▸ Short problem
Please turn the lines into a numbered list, beginning at the line that contains "Quick — box pearl necklace." and stopping after the line that contains "[164,1,219,58]". Skip any blank lines.
/---
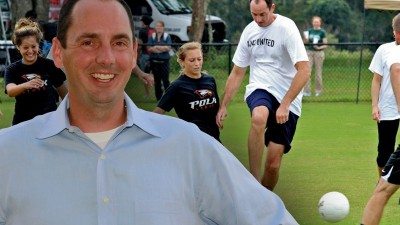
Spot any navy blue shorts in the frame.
[246,89,299,153]
[382,146,400,185]
[376,119,399,167]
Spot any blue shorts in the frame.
[246,89,299,153]
[376,119,400,167]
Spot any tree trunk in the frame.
[32,0,50,22]
[11,0,49,25]
[189,0,205,42]
[11,0,32,25]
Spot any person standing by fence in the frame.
[147,21,172,100]
[304,16,328,96]
[4,18,68,125]
[369,14,400,179]
[361,44,400,225]
[216,0,310,190]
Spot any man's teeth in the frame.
[93,73,114,80]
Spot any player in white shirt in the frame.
[361,43,400,225]
[369,15,400,179]
[216,0,310,190]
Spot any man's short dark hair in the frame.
[57,0,135,48]
[249,0,274,8]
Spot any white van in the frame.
[130,0,226,43]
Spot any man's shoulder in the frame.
[0,115,47,155]
[376,41,396,51]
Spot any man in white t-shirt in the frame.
[361,43,400,225]
[216,0,310,190]
[369,14,400,179]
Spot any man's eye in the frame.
[114,41,128,48]
[82,40,93,46]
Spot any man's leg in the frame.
[304,51,314,96]
[247,106,269,181]
[362,179,400,225]
[261,141,285,191]
[314,51,325,95]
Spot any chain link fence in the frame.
[132,43,382,103]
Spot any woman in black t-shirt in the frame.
[154,42,220,141]
[4,18,67,125]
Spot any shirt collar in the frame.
[37,93,161,139]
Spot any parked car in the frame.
[130,0,226,43]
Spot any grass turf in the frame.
[0,87,400,225]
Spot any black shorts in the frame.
[246,89,299,153]
[382,147,400,185]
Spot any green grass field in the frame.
[0,66,400,222]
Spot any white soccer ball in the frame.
[318,191,350,223]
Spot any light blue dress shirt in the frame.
[0,93,297,225]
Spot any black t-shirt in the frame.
[158,74,219,141]
[4,57,66,125]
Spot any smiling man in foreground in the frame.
[0,0,297,225]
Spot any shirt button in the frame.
[103,197,110,204]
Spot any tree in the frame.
[10,0,49,24]
[190,0,206,42]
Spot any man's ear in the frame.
[51,37,64,69]
[132,38,138,70]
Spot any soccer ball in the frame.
[318,191,350,223]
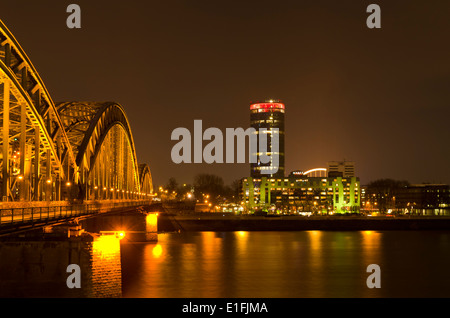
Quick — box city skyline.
[2,1,450,185]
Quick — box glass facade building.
[241,174,361,214]
[250,100,285,178]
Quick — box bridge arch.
[0,21,152,201]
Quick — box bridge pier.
[145,212,158,242]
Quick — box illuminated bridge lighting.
[0,21,153,201]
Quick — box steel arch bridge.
[0,21,153,202]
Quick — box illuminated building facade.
[241,172,361,214]
[328,160,355,178]
[250,100,285,178]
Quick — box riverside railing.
[0,201,150,226]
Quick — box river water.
[121,231,450,298]
[0,231,450,298]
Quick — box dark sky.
[0,0,450,185]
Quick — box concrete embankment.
[159,214,450,231]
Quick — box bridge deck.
[0,201,150,236]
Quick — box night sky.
[0,0,450,186]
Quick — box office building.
[250,100,285,178]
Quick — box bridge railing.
[0,201,150,226]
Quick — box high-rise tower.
[250,100,285,178]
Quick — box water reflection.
[0,231,450,298]
[122,231,450,298]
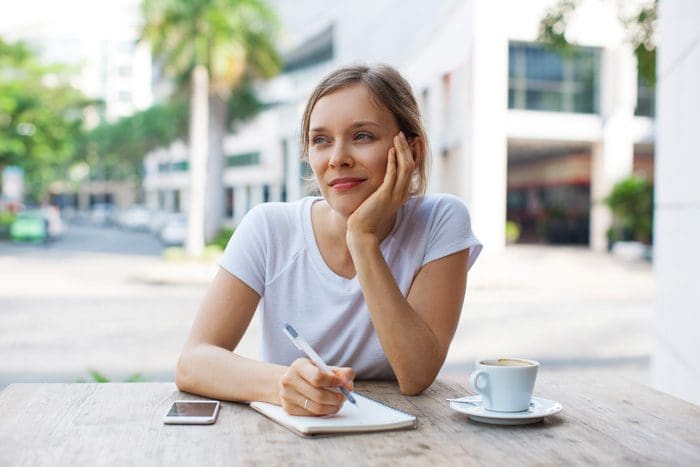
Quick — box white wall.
[651,0,700,404]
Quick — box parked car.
[90,203,114,225]
[10,209,49,243]
[115,204,152,232]
[159,213,187,246]
[148,211,172,236]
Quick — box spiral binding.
[353,391,417,419]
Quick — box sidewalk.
[0,246,653,388]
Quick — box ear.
[410,136,425,167]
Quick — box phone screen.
[168,402,216,417]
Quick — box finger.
[296,394,345,415]
[292,358,343,388]
[280,359,344,415]
[393,132,413,199]
[331,366,355,391]
[382,148,396,192]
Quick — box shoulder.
[408,193,469,222]
[241,198,306,225]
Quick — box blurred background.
[0,0,700,403]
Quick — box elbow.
[175,351,193,392]
[399,378,435,396]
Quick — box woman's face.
[309,83,399,217]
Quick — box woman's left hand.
[347,132,416,241]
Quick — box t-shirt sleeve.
[421,195,482,268]
[219,204,267,296]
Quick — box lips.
[328,177,365,191]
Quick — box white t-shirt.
[219,194,481,379]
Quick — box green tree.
[0,38,92,202]
[79,101,187,181]
[142,0,280,255]
[605,175,654,245]
[539,0,657,87]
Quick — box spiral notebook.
[250,392,418,436]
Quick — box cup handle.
[469,370,489,394]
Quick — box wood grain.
[0,375,700,466]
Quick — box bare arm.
[353,237,469,394]
[345,133,469,394]
[175,269,354,415]
[175,269,287,404]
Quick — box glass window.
[226,152,260,167]
[508,42,600,113]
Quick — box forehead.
[309,83,395,129]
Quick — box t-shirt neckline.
[302,196,405,288]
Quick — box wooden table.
[0,374,700,466]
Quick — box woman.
[176,66,481,415]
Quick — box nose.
[328,140,354,167]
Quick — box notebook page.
[251,393,416,433]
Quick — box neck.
[326,205,396,245]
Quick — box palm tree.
[141,0,280,256]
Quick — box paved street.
[0,221,653,388]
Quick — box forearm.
[175,344,287,405]
[348,236,444,394]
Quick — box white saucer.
[450,396,563,425]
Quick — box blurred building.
[0,0,153,125]
[651,0,700,404]
[144,0,654,250]
[0,0,152,209]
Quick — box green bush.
[207,227,234,251]
[0,211,16,238]
[605,175,654,245]
[506,221,520,243]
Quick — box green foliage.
[506,221,520,243]
[79,100,187,180]
[605,175,654,244]
[538,0,579,53]
[207,227,234,251]
[75,370,146,383]
[0,38,94,201]
[141,0,281,99]
[538,0,658,87]
[624,1,657,87]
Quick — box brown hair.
[301,65,429,195]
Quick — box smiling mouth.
[329,178,365,191]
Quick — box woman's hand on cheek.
[348,132,415,241]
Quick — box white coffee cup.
[469,358,540,412]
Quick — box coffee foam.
[481,358,533,366]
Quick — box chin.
[324,194,367,217]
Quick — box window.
[226,188,234,218]
[171,161,190,172]
[508,42,600,113]
[226,152,260,167]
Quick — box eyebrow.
[309,120,381,132]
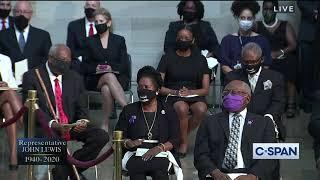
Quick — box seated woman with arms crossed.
[82,8,130,131]
[116,66,183,180]
[158,26,210,157]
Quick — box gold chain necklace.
[141,106,158,140]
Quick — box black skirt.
[162,96,207,105]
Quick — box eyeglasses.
[222,89,248,96]
[239,16,254,21]
[242,57,262,65]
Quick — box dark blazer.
[22,64,88,134]
[297,1,320,42]
[67,18,86,58]
[164,20,219,55]
[0,16,14,31]
[81,33,131,89]
[194,112,275,180]
[0,25,51,69]
[115,101,180,152]
[226,68,285,118]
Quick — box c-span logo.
[253,143,299,159]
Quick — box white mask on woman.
[239,19,253,31]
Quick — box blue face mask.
[239,19,253,31]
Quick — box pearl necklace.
[262,18,278,28]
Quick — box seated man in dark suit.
[0,1,51,70]
[67,1,100,72]
[194,80,276,180]
[0,0,13,31]
[226,42,285,140]
[23,44,109,180]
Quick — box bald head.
[49,44,71,62]
[48,44,71,76]
[13,1,33,21]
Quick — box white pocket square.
[263,80,272,90]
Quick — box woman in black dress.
[116,66,183,180]
[82,8,130,131]
[257,1,297,118]
[158,26,210,157]
[164,1,219,58]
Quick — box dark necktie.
[54,78,71,141]
[89,23,94,37]
[18,31,26,53]
[1,20,6,30]
[225,114,240,169]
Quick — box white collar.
[46,61,62,82]
[229,108,247,119]
[84,17,94,26]
[248,67,262,78]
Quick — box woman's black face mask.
[137,89,157,103]
[243,58,262,75]
[48,58,71,75]
[176,39,192,51]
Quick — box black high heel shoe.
[9,164,19,171]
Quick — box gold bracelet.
[123,139,129,149]
[159,143,166,151]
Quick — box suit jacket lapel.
[62,73,72,121]
[253,68,265,94]
[39,65,56,112]
[8,28,22,55]
[218,112,230,139]
[79,18,87,39]
[23,25,37,56]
\---
▸ Answer
1. Quick — box pearl necklace.
2. [262,18,278,28]
3. Quick — box seated man in dark suit.
4. [0,1,51,70]
5. [67,1,100,72]
6. [194,80,276,180]
7. [0,0,13,31]
8. [226,42,285,140]
9. [23,44,109,180]
10. Quick — box bald head.
11. [49,44,71,62]
12. [48,44,71,76]
13. [13,1,33,21]
14. Quick — box white pocket square.
15. [263,80,272,90]
16. Quick — box woman in black dress.
17. [116,66,183,180]
18. [82,8,130,131]
19. [257,1,297,118]
20. [158,26,210,157]
21. [164,1,219,58]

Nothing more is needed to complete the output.